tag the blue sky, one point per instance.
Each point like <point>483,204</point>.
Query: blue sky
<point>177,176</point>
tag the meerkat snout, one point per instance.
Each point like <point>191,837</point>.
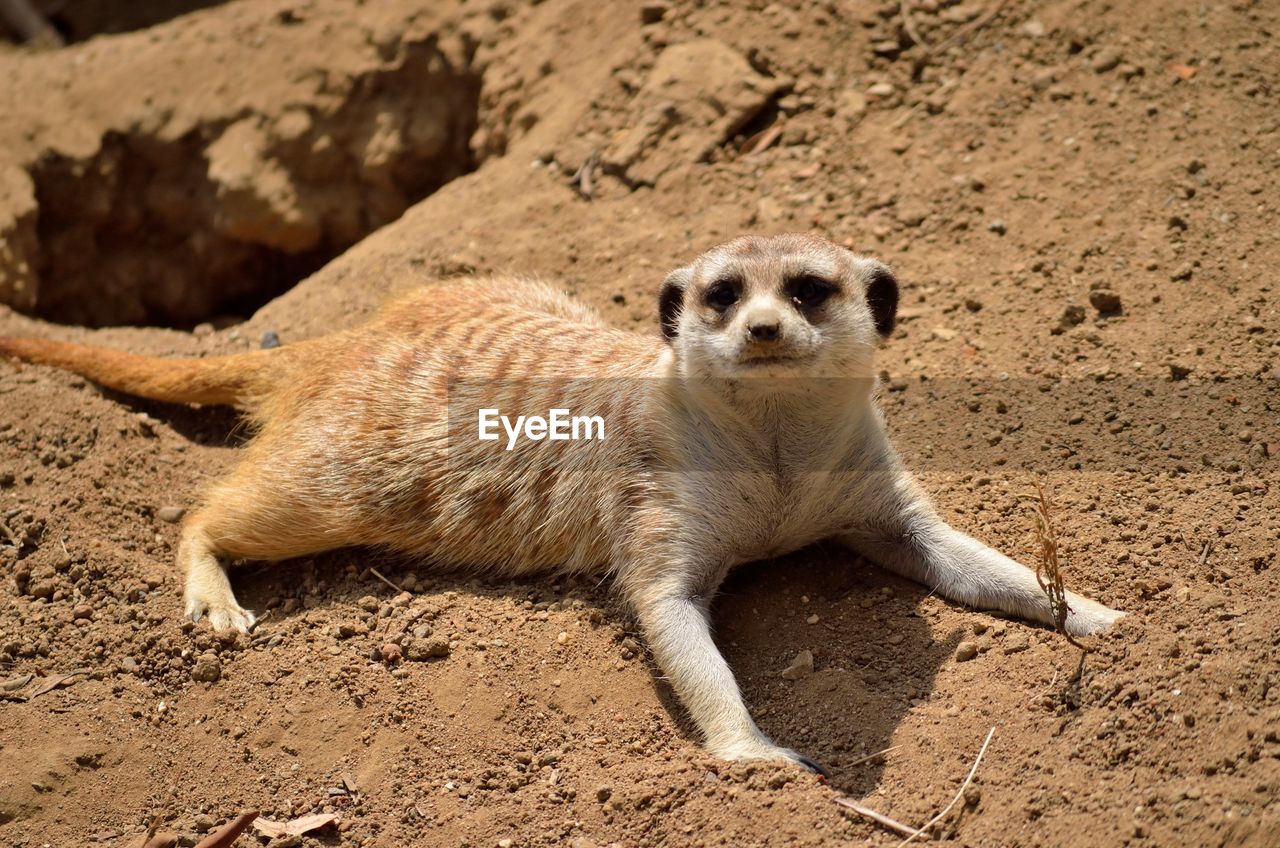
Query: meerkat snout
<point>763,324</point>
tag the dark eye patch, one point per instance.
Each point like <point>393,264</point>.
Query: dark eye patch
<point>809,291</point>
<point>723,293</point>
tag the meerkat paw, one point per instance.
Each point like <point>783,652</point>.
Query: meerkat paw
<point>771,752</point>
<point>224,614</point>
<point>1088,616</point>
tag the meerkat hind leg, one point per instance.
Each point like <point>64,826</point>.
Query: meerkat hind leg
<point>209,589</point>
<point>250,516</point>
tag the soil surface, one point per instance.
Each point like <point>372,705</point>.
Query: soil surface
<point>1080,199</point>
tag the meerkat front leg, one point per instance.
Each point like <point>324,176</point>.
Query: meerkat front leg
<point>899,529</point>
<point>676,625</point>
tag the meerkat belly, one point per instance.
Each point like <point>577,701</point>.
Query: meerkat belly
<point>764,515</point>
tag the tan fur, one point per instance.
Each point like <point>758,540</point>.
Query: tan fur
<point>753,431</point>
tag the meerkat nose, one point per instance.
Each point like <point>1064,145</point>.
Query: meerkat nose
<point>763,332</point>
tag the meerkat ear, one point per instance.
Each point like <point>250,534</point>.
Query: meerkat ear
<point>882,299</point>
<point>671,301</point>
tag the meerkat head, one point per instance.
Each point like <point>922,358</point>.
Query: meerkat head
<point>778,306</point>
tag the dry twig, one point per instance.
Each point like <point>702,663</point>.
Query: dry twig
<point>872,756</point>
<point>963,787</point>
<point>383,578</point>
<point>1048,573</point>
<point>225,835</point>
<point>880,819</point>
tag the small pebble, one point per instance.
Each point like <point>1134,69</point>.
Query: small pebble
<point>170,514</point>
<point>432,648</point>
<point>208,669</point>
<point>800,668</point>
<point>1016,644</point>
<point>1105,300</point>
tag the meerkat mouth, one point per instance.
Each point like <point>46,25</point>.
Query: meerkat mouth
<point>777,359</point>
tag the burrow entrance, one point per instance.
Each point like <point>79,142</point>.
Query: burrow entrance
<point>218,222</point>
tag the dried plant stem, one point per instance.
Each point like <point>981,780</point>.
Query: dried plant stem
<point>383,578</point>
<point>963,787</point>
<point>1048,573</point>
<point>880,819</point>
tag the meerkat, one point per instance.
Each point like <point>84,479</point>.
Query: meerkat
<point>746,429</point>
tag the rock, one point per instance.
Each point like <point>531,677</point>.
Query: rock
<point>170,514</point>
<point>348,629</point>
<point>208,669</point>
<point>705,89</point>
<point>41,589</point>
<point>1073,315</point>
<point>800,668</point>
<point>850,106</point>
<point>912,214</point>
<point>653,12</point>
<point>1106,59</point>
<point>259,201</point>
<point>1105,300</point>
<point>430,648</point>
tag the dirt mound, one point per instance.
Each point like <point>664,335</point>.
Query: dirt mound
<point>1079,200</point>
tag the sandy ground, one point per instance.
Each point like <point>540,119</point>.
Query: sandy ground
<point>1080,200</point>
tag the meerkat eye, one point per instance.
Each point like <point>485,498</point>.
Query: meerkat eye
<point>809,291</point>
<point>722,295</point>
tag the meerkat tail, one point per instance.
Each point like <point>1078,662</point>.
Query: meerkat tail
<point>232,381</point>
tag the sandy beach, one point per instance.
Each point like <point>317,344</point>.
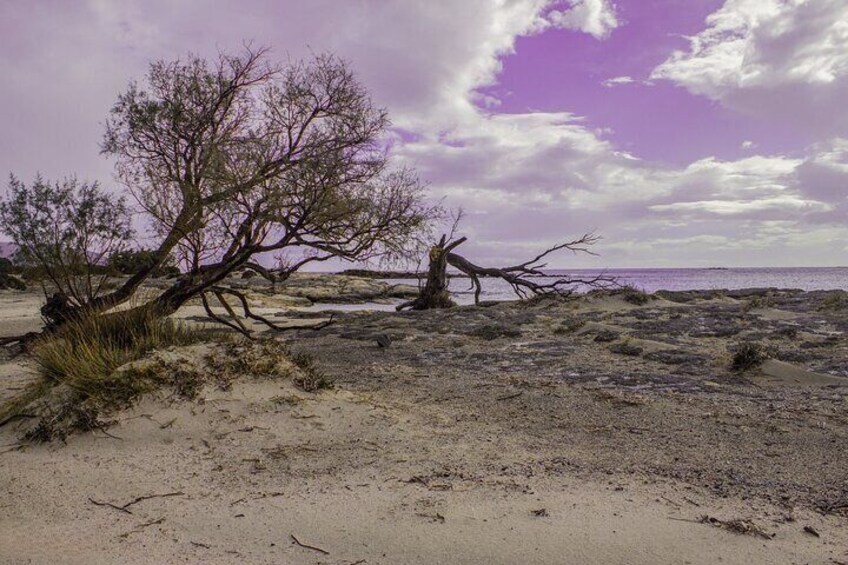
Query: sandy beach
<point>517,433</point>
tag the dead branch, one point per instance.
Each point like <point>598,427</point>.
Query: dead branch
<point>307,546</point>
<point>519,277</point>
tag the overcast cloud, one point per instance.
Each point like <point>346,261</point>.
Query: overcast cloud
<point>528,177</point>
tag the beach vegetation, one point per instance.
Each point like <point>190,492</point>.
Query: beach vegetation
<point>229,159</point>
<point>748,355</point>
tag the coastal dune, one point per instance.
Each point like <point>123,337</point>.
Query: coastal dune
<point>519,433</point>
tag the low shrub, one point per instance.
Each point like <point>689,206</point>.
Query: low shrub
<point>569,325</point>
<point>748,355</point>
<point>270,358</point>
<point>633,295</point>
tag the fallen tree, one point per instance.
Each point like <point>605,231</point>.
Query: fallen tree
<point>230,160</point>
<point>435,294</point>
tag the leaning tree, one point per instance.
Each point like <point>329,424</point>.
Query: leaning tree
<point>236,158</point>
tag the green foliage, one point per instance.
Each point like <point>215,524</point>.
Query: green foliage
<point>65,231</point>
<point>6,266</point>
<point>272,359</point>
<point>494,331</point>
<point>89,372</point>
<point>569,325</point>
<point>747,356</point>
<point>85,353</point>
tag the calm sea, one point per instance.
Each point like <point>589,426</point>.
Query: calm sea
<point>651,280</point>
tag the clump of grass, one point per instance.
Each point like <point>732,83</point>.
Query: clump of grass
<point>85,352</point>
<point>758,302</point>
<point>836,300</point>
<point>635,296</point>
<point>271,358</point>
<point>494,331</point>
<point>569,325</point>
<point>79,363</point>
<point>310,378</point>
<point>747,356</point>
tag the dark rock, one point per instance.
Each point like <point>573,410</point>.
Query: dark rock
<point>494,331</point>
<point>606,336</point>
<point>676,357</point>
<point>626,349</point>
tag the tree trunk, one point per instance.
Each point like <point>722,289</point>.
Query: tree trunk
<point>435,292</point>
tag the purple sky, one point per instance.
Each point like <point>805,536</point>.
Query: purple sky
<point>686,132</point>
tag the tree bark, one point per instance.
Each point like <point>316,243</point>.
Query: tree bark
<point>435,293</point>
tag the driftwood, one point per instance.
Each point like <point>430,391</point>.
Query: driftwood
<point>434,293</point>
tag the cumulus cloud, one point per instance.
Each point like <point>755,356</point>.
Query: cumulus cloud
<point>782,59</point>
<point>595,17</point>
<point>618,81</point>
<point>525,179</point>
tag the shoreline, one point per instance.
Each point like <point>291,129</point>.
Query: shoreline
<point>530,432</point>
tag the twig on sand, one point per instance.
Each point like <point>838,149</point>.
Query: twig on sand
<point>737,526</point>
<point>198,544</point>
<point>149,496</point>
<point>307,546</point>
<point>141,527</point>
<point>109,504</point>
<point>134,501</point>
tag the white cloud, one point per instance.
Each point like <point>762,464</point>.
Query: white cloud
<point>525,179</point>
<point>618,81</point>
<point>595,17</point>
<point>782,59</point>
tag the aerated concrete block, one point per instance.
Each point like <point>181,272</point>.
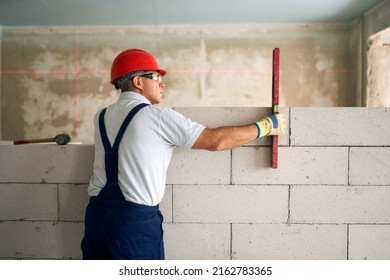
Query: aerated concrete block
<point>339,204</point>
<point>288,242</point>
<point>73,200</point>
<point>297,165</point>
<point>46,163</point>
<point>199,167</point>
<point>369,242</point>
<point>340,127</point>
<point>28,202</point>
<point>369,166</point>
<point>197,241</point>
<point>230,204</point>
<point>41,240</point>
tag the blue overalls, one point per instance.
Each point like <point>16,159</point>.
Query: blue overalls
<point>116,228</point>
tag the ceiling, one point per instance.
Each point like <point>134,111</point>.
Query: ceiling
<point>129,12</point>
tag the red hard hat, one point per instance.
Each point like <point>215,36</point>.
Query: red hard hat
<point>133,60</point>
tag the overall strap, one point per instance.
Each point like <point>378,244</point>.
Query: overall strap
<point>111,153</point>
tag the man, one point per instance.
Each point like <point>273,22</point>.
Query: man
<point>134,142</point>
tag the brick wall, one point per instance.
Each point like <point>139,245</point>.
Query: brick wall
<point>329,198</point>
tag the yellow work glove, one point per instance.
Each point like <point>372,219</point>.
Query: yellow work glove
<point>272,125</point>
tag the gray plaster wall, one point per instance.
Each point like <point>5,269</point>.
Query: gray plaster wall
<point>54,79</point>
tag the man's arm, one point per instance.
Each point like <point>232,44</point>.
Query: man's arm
============================================================
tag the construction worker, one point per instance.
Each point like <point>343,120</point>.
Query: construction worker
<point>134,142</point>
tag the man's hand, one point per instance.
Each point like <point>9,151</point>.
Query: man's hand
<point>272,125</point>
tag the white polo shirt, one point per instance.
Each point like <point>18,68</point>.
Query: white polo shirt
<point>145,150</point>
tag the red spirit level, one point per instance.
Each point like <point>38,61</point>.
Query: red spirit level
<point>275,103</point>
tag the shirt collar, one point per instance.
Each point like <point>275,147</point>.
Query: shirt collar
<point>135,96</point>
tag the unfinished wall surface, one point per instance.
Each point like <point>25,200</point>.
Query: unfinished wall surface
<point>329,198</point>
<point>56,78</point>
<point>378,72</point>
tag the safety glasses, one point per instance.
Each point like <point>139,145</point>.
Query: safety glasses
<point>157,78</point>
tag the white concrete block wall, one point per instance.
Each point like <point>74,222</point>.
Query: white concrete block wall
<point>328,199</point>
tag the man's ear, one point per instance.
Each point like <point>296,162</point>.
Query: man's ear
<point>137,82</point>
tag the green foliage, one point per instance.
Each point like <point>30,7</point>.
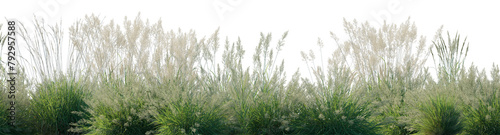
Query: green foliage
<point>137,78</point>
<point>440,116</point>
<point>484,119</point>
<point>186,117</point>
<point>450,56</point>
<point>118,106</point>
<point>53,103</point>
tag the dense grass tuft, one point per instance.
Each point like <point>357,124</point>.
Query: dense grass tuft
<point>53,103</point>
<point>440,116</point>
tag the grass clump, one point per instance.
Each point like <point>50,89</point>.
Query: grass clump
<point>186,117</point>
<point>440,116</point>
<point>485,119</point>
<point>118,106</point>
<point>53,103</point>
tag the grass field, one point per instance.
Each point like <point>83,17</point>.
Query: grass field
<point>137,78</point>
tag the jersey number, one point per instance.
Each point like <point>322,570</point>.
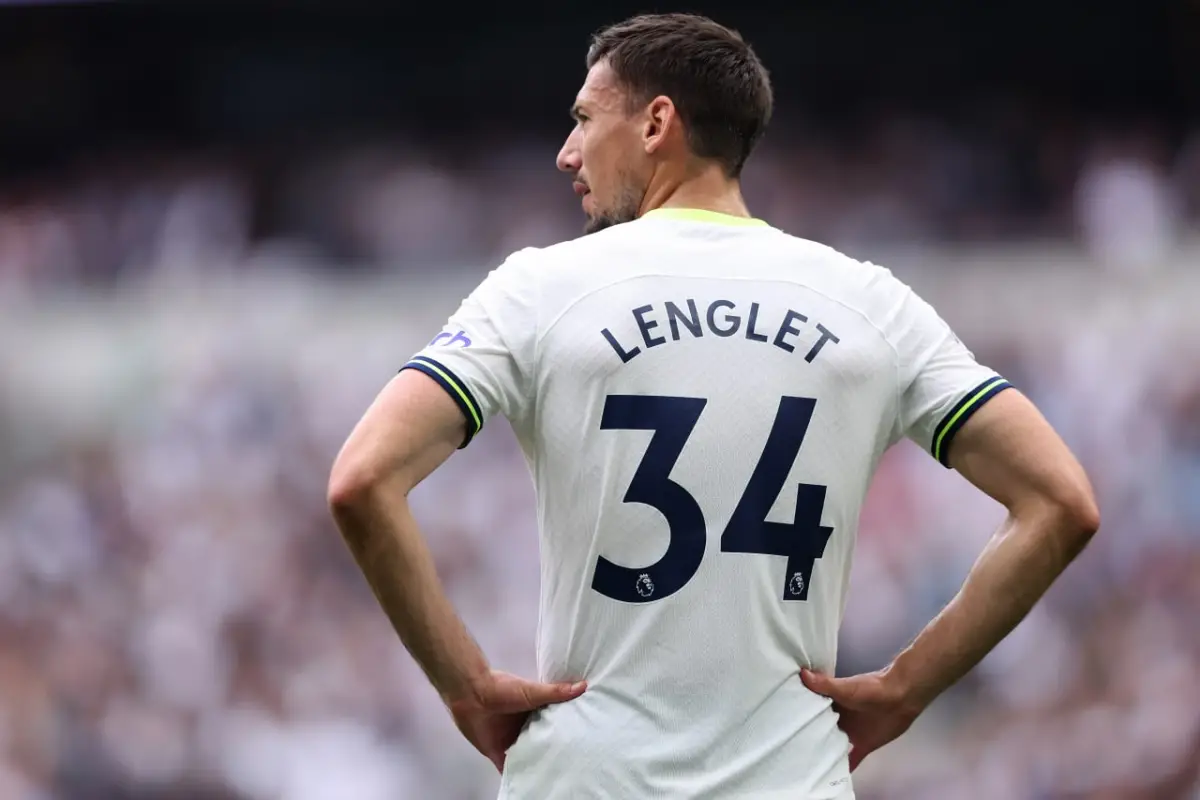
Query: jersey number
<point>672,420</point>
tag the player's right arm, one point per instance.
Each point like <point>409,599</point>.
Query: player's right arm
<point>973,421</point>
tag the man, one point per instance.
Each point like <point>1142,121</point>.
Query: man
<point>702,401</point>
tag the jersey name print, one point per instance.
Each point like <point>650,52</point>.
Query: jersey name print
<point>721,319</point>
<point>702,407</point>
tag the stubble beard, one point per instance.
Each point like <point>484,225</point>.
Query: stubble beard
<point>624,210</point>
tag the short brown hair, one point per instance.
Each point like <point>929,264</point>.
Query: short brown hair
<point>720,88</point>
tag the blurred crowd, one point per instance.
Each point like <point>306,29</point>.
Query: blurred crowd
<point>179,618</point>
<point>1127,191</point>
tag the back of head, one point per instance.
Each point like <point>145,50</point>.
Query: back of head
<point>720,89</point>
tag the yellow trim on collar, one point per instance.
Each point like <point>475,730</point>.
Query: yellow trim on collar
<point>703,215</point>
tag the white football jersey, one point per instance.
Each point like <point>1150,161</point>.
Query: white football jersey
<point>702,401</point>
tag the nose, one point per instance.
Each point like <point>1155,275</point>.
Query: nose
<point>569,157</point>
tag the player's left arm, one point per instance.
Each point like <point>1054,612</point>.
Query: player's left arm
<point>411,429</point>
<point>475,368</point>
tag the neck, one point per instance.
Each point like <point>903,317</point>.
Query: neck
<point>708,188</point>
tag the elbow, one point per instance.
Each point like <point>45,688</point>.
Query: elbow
============================================================
(Exercise goal): Copy out word for word everything in the listing from the line containing "tag the blue sky, one point per instance." down to the line containing "<point>763,324</point>", both of those lines included. Leave the pictures out.

(Output for this exercise):
tag the blue sky, one point per instance.
Each point like <point>483,204</point>.
Query: blue sky
<point>177,176</point>
tag the meerkat snout, one point per instance.
Each point like <point>191,837</point>.
Query: meerkat snout
<point>763,324</point>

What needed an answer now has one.